▸ **TO DO**:
1. Answer these questions using the article on the Bodo film Sijou.
(a) At which edition of the International Film Festival of India was the film screened, and in what place?
(b) Which actor plays the central character?
(c) Until what year was the Feudal Land Tenure System practised in Bhutan?
2. In the article on the Bodo film Sijou, repeat everything from "Bodo film recreates" down to "of the 1950s.".

▸ **EXTRACT TO READ**:
Bodo film recreates horror of Bhutan’s slavery system at Goa film festival
Award-winning Assamese Bodo film Sijou, recently screened at the ongoing 52nd International Film Festival of India (IFFI) in Goa, has given audience much to contemplate about by laying bare a crude tradition of slavery practised in the Bhutan of the 1950s.
The film which bagged three awards at the Golden Sparrow International Film Festival earlier this year, revolves around its central character Sijou (played by Bijit Basumatary), a Bodo Kachar boy living in the village of Saikhong Guri near the Indo-Bhutan border. Sijou’s perfect childhood, full of mischief and adventure with friends, takes a shocking turn one day when he falls victim to the age old Feudal Land Tenure System in Bhutan, a form of slavery practised in the country till 1958.

▸ **RECORD SET**:

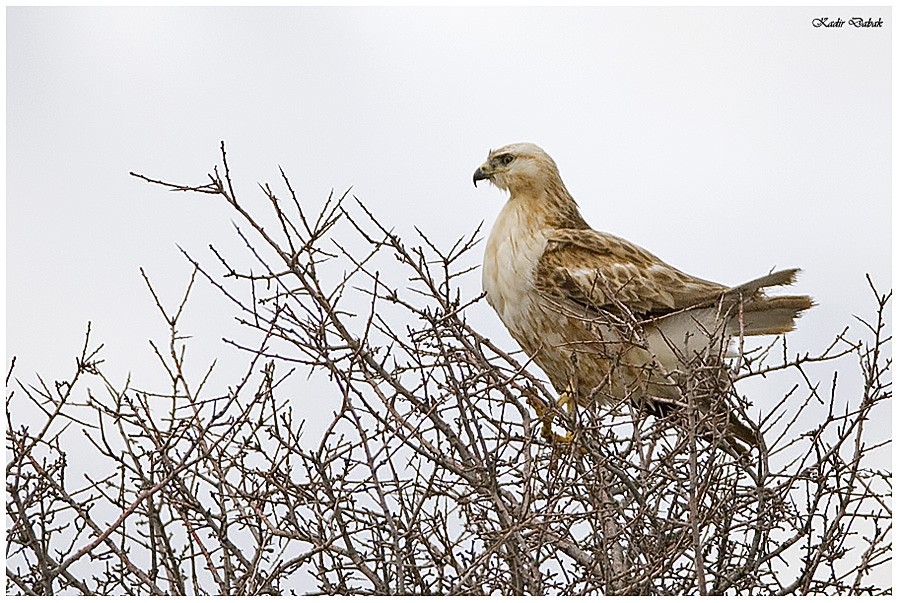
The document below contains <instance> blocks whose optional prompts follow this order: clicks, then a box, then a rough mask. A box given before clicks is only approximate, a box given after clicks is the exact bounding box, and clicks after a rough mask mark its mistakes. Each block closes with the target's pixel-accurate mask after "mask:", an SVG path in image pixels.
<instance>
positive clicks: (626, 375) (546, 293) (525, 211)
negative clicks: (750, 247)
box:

▸ **SOLVED TASKS**:
1.
(a) The 52nd International Film Festival of India (IFFI), in Goa.
(b) Bijit Basumatary.
(c) 1958.

2.
Bodo film recreates horror of Bhutan’s slavery system at Goa film festival
Award-winning Assamese Bodo film Sijou, recently screened at the ongoing 52nd International Film Festival of India (IFFI) in Goa, has given audience much to contemplate about by laying bare a crude tradition of slavery practised in the Bhutan of the 1950s.